» Exercise material:
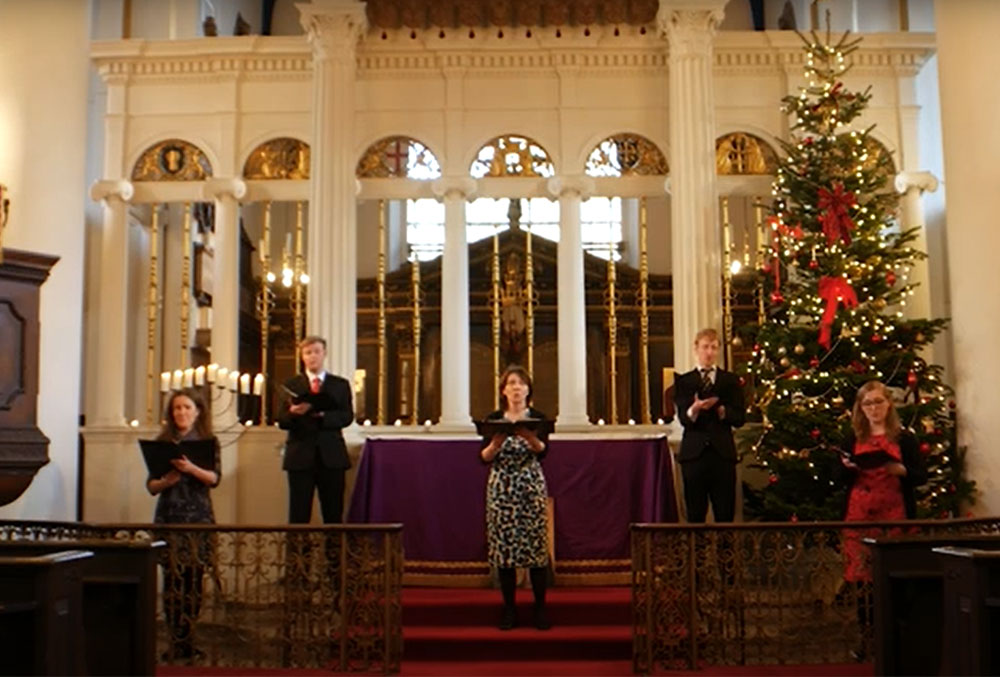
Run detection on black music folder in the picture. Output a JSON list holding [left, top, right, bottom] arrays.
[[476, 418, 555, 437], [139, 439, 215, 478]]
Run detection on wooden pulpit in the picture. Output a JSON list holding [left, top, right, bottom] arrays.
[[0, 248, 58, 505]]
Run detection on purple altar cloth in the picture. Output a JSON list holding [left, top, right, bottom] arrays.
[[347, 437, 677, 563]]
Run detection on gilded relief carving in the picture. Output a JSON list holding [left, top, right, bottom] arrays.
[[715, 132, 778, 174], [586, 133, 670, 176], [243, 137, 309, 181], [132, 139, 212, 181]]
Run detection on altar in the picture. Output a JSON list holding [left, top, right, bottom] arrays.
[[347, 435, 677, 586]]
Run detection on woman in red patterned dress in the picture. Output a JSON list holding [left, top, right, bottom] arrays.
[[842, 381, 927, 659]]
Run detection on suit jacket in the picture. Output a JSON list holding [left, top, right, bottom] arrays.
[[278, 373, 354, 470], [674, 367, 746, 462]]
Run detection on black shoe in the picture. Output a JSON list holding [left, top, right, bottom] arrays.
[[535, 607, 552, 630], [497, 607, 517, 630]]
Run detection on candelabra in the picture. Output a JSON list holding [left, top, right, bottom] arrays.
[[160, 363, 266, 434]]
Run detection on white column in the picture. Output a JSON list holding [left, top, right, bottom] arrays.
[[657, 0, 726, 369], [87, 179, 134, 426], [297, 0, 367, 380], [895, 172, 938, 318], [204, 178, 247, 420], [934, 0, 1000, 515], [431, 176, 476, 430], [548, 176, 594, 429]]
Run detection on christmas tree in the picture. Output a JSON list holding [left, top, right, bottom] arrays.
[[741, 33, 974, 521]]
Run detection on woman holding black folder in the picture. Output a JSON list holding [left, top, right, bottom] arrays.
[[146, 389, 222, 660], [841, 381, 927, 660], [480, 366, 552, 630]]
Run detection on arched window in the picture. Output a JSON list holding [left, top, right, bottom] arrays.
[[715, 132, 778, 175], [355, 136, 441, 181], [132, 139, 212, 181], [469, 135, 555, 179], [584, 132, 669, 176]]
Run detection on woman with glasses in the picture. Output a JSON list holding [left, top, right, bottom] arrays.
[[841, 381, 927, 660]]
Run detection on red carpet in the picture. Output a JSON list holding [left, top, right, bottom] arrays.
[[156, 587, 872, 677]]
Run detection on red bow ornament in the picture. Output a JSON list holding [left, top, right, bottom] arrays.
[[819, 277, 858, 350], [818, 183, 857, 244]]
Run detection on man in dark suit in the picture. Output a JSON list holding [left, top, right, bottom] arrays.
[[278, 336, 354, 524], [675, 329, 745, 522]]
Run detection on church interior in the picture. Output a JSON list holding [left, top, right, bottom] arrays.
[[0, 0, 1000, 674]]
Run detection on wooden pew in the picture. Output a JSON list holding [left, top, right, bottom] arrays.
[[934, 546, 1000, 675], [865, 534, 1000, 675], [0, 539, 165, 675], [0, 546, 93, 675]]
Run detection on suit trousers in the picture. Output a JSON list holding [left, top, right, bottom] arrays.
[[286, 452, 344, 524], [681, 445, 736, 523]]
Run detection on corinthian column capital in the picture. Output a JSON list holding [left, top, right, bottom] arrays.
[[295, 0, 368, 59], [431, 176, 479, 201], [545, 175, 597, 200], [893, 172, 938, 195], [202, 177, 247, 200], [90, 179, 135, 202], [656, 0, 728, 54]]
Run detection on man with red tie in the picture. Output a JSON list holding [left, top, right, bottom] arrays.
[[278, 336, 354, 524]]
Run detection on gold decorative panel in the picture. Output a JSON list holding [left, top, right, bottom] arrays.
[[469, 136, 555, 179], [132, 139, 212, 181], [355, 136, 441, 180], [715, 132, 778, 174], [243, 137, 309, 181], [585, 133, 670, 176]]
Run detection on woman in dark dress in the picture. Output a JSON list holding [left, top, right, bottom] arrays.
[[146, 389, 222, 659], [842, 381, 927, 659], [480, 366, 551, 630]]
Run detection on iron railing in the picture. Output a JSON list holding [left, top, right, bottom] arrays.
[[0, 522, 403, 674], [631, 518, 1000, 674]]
---
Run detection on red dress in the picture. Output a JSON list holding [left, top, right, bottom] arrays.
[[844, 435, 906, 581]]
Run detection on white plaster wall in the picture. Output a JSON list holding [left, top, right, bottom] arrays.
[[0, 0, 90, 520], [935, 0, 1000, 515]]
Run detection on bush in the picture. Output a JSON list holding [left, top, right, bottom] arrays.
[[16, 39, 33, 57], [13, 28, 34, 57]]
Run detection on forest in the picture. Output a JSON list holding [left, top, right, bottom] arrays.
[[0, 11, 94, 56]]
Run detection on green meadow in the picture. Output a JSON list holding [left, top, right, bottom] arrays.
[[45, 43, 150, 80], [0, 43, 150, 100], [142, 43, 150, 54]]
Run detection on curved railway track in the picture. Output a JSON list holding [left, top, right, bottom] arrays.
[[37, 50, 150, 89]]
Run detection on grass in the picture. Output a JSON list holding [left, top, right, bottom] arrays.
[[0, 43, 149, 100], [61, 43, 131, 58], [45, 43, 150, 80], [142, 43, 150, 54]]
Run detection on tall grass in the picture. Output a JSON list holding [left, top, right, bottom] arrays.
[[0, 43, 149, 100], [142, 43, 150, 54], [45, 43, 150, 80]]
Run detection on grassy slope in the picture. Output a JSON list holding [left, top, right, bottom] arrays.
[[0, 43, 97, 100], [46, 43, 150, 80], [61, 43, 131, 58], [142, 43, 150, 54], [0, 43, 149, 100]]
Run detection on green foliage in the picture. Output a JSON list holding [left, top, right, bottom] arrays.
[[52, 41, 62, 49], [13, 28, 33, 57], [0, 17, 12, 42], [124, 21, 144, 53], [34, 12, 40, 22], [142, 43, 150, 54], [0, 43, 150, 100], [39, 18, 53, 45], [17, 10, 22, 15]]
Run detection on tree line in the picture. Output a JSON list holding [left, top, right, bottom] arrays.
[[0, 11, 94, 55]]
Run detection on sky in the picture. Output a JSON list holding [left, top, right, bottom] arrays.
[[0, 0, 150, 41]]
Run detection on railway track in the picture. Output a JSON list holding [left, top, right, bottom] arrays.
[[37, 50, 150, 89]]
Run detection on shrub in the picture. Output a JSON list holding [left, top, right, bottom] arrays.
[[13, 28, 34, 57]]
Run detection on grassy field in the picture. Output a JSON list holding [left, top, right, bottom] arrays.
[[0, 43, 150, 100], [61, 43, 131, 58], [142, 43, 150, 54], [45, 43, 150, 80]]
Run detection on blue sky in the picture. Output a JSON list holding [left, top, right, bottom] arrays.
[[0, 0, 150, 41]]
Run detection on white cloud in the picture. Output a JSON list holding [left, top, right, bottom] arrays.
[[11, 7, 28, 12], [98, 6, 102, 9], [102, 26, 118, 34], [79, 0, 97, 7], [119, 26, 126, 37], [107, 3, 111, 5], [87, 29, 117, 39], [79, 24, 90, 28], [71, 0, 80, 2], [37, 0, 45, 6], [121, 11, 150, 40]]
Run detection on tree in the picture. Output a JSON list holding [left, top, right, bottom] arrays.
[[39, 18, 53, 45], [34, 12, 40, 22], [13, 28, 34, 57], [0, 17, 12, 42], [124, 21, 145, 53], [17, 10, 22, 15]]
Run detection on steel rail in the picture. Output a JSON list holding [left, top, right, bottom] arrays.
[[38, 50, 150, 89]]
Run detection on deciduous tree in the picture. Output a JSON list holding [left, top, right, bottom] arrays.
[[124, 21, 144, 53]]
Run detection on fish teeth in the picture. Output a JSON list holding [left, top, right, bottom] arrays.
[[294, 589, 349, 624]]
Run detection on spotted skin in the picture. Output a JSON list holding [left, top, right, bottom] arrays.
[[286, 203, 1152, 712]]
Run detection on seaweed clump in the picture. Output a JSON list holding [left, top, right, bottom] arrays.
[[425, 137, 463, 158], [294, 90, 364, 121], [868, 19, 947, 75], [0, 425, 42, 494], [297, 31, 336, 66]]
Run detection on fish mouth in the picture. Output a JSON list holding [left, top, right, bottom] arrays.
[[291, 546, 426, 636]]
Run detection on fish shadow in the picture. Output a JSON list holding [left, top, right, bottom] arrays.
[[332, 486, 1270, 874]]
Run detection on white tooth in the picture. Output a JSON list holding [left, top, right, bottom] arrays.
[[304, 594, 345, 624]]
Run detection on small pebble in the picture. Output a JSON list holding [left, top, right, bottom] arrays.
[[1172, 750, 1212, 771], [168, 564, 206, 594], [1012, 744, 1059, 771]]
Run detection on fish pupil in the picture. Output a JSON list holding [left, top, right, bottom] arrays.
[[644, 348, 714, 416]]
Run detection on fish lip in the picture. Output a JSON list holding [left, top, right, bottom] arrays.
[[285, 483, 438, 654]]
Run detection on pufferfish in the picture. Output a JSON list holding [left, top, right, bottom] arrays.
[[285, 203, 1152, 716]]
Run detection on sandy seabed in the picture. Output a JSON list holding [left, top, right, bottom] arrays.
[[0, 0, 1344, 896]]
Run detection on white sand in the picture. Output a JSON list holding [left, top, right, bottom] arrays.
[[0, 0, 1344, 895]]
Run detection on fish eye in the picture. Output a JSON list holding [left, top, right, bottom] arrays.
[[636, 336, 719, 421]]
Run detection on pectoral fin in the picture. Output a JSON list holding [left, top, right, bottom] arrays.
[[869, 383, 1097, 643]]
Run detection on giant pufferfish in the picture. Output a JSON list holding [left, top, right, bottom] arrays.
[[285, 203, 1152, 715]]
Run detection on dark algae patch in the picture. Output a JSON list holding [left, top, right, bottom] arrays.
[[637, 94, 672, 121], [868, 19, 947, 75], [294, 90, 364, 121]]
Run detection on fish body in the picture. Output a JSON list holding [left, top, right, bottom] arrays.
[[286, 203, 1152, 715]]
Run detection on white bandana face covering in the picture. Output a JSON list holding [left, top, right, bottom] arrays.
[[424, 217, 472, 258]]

» Work to be completed:
Duplicate the part of the records that opens with the line containing "Run detection on spotted" and closes with the line containing "31, 336, 66]]", keeping every line identical.

» Solution:
Run detection on spotted skin in the picture. Output a JSON list holding [left, top, right, bottom] arrays.
[[286, 203, 1152, 712]]
Run detection on seaweed clump in the picture. Output a JSON list holding [left, top, right, bottom] arrays.
[[425, 137, 463, 158], [294, 90, 364, 121], [868, 19, 947, 75], [0, 425, 42, 494], [297, 31, 336, 66]]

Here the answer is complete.